Pundits, CEOs and columnists constantly debate whether women can “have it all.” But a large swath of working mothers in America have no choice, but to do it all: They spend their days toiling away at department stores or cleaning other people’s houses then rush home to take care of their kids.
And these working moms struggle to get by. Fifty-eight percent of working families headed by women were low-income in 2012, according to a report released this week by the Working Poor Families Project, an organization focused on state workforce development policies. That’s up from 54 percent in 2007, the researchers found.
For these women simply “leaning in” isn't going to help much. The term, coined by Facebook executive Sheryl Sandberg, has come to stand for women demanding a seat at the table in business. It's also not enough to seek the more flexible work schedules some workers are increasingly demanding. These working women are clustered in industries, like retail, food service and home healthcare that typically offer few benefits and little opportunity for advancement.
Here's a look at the hurdles low-income working mothers face and some policy suggestions.
Nearly Half Of Poor Working Mothers Didn't Make It Past High School.
Nearly 50 percent of low-income working moms had a high school education or less in 2012, the Working Poor Families report found. The report suggests providing support systems, like affordable child care, which increase the chance of actually making it through school.
Women Make Up An Astonishing Two-Thirds Of The Low-Wage Workforce.

## AIM A:
From the passage on low-income working mothers, write out the section that begins at the words "For these women" and ends after the words "Past High School.".
The passage and the listing come from separate, unrelated sources.

(Rows of bounding box annotation data)
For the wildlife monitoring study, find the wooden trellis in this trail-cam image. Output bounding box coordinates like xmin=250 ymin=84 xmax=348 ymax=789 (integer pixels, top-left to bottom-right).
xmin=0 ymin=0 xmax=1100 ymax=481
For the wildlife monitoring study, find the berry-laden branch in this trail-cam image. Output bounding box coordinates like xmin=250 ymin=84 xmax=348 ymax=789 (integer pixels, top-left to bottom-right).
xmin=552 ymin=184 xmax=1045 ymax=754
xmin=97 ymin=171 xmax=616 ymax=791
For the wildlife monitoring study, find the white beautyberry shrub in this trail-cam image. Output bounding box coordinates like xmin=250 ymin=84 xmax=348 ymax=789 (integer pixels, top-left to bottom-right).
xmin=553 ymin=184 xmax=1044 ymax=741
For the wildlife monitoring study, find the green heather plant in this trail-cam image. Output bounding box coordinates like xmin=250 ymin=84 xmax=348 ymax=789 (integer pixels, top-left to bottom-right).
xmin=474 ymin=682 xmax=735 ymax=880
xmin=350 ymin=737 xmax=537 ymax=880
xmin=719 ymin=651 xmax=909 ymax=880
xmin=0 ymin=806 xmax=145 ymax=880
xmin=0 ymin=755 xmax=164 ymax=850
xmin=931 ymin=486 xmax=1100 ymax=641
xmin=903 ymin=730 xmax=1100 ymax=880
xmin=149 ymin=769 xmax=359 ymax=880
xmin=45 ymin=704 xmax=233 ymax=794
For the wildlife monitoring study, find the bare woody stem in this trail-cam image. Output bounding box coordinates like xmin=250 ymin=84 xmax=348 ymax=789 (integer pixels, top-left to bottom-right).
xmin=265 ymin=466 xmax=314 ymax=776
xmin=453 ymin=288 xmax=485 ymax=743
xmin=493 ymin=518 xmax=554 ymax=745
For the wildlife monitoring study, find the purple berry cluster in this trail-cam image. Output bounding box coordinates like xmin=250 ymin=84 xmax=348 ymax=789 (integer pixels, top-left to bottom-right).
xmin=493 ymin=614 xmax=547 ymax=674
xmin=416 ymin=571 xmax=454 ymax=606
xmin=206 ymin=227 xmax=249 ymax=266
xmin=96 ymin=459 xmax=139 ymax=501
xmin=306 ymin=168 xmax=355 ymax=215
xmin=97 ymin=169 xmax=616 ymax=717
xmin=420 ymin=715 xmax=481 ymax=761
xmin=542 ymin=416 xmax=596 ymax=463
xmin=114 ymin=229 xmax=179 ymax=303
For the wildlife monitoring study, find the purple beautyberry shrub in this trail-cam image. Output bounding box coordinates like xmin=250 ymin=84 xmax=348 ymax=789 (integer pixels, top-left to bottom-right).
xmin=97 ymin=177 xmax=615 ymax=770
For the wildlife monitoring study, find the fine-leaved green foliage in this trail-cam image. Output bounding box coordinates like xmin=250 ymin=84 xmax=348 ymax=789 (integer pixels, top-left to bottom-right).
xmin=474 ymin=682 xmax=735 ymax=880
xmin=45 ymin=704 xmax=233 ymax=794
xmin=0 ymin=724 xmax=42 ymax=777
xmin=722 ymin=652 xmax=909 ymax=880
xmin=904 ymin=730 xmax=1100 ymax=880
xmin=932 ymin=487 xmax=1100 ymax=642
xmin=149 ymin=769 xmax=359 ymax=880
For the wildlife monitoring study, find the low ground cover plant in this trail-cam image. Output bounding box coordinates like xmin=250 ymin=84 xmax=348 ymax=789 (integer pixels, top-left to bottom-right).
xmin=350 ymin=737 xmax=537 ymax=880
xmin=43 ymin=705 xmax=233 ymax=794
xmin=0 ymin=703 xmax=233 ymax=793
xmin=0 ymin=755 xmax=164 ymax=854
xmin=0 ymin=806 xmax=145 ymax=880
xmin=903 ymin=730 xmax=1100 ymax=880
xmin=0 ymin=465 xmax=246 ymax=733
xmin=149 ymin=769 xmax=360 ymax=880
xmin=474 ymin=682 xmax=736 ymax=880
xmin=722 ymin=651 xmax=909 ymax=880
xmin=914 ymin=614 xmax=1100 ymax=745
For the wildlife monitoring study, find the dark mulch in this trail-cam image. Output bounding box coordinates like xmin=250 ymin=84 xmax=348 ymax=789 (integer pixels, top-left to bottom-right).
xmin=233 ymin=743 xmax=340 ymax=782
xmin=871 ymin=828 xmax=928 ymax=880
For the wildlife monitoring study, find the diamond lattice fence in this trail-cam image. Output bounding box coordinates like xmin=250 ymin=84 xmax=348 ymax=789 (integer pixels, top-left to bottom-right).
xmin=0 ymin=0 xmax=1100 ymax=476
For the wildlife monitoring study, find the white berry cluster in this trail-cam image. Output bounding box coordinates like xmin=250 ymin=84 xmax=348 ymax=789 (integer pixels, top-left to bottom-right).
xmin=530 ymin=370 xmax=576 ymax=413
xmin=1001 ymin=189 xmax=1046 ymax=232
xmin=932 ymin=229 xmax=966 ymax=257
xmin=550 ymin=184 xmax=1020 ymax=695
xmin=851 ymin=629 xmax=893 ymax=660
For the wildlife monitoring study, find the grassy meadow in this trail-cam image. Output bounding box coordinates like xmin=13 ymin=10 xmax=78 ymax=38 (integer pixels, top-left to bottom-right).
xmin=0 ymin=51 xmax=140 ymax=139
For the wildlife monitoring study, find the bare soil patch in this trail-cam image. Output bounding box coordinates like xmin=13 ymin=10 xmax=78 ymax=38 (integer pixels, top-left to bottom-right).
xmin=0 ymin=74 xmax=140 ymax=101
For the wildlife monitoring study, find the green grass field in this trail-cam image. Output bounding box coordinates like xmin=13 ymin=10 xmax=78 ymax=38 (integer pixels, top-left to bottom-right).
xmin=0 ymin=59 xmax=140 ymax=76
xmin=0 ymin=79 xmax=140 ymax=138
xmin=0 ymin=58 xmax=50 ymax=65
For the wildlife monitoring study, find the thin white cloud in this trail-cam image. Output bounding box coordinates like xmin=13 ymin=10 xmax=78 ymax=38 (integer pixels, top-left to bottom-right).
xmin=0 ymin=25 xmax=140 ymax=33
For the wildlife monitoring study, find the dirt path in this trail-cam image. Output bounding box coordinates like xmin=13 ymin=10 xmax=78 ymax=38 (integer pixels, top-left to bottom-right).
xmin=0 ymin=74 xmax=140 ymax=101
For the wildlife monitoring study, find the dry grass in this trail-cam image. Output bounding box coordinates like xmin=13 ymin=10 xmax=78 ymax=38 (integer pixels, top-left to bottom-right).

## AIM B:
In the listing, rename "heather" to "bracken" in the lines beginning at the line that has "For the wildlife monitoring study, find the green heather" and ending after the line that has "xmin=719 ymin=651 xmax=909 ymax=880", leaving everything else unchanged. Return only those lines.

## CORRECT ANSWER A:
For these women simply “leaning in” isn't going to help much. The term, coined by Facebook executive Sheryl Sandberg, has come to stand for women demanding a seat at the table in business. It's also not enough to seek the more flexible work schedules some workers are increasingly demanding. These working women are clustered in industries, like retail, food service and home healthcare that typically offer few benefits and little opportunity for advancement.
Here's a look at the hurdles low-income working mothers face and some policy suggestions.
Nearly Half Of Poor Working Mothers Didn't Make It Past High School.

## CORRECT ANSWER B:
For the wildlife monitoring study, find the green bracken plant in this trail-cam image. Output bounding box coordinates like xmin=250 ymin=84 xmax=348 ymax=789 (integer pixels, top-left to bottom-right).
xmin=474 ymin=682 xmax=735 ymax=880
xmin=350 ymin=737 xmax=537 ymax=880
xmin=719 ymin=651 xmax=909 ymax=880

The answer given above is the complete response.